What to do
a) Summarize the job post formatting text in two sentences.
b) From the job post formatting text, repeat word for word the part starting with "Have you tried" and going on through "in the middle.".

Text to read
⟨
Writing an exceptional job description is critical for filling a role. You need to ensure that you immediately capture someone’s attention when they see your job listing. Job posts aren’t just confined to your careers page —they travel. Job listings end up on numerous careers sites and can take on various unintended formats. These three tips will help you capture a candidate’s attention, no matter where someone is reading your job post.

We’ve spent a lot of time on this blog writing about how language change can affect the performance of your job listing. And while language is incredibly important for a well written job post, so is job description formatting. And much like the most powerful language in job posts, the most effective formatting patterns will change over time. The three tips below, are based on what is impacting job listing performance right now.


1. Build your bullets—carefully

Nothing changes an initial impression of a job listing more than its visual layout. One of the biggest factors of visual layout is bulleted content. On the whole, Textio’s predictive engine currently shows that the best listings contain about one-third bulleted content. If you have too many bullets, you’ll tend to turn off women, too few and you’ll turn off men.

What the data tells us today: By having a third of the job post bulleted, you’re right in the sweet spot for all job seekers.

2. Job posts in 140 characters? Not so fast

Have you tried tweetable job posts? Well, this idea is taking the “shorter is better” trend a little too far, but data does show that job listings that are overly-long cause a statistically significant drop off in the number of applicants. That said, if they’re too short, you don’t have enough meat to engage people.

What the data tells us today: There’s actually an optimum for length that’s between 300–700 words. Aim for that and you’re in the clear.

3. Sentence length is significant

How long is the average English sentence? No surprise; it varies. For website copy you might choose 25 words per sentence, but if you’re writing a billboard advertisement it is six words or less. Job posts fall somewhere in the middle.

What the data tells us today: On average, the best posts today have 13 words per sentence.

Time is not on your side

Keep in mind that these tips are based on data that shows what’s performing well right now. In fact, Textio has found that within the last twelve months, the highest performing job posts have gotten even shorter, and so has the optimal sentence length. Job seekers react better to shorter sentences now than they did at the beginning of 2016. Only with a predictive engine that is constantly learning from 10 million job posts per month can you conclusively say how applicants will react to a listing in today’s market. Smart recruiters know how to stay on trend.
⟩
Raw records
⟨
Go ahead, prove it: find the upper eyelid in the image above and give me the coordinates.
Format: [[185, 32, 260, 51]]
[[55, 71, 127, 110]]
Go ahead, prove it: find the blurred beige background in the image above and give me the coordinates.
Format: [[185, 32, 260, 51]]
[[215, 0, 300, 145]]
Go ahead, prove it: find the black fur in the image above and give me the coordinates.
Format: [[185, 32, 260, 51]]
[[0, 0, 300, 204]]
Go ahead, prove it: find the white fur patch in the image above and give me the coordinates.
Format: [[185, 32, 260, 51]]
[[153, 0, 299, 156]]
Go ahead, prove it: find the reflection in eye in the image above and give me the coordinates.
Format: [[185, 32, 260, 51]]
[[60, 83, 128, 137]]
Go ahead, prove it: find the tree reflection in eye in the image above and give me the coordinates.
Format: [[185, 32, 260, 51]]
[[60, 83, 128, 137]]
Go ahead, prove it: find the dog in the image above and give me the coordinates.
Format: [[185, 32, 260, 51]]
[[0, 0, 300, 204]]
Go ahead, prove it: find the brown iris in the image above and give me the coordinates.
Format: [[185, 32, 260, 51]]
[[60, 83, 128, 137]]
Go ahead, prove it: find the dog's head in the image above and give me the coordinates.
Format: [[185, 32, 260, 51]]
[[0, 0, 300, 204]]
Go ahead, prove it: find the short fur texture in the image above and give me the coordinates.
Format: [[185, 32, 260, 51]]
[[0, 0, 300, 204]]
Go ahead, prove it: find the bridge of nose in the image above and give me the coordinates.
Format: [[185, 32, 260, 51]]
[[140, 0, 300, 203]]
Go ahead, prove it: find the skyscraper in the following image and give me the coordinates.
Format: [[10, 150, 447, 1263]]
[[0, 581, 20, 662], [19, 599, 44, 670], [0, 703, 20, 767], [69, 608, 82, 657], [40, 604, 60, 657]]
⟩
⟨
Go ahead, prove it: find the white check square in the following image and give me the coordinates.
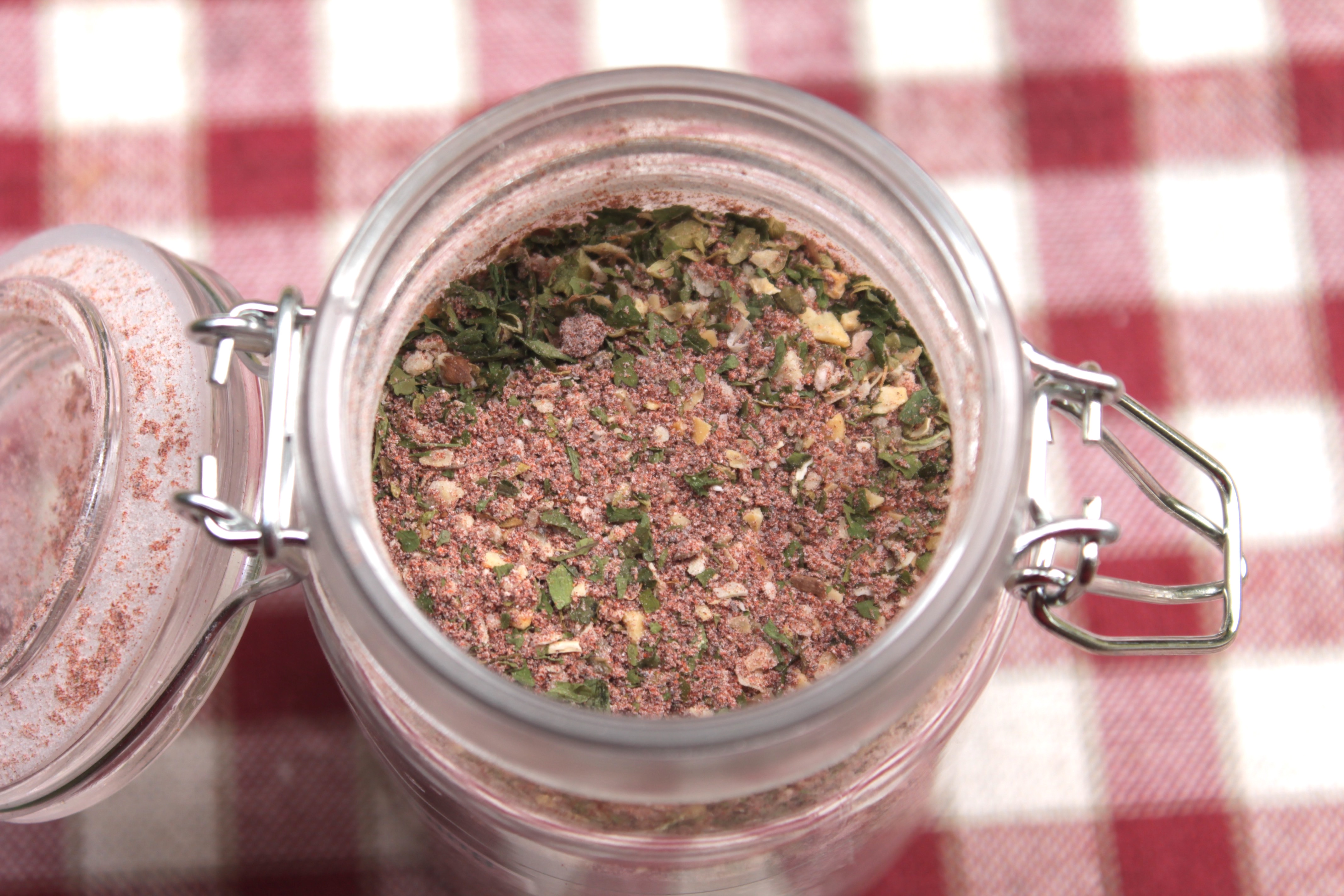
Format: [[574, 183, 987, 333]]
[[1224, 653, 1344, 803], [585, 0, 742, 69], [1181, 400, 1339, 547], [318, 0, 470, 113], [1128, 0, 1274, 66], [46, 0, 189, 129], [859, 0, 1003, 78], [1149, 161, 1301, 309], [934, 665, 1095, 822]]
⟩
Per-task answers
a) Formatting matters as much as language for a job description, and the most effective patterns change over time. Current data favors posts that are about one-third bulleted, 300–700 words long, and around 13 words per sentence, with the best posts and the optimal sentence length having gotten shorter within the last twelve months.

b)
Have you tried tweetable job posts? Well, this idea is taking the “shorter is better” trend a little too far, but data does show that job listings that are overly-long cause a statistically significant drop off in the number of applicants. That said, if they’re too short, you don’t have enough meat to engage people.

What the data tells us today: There’s actually an optimum for length that’s between 300–700 words. Aim for that and you’re in the clear.

3. Sentence length is significant

How long is the average English sentence? No surprise; it varies. For website copy you might choose 25 words per sentence, but if you’re writing a billboard advertisement it is six words or less. Job posts fall somewhere in the middle.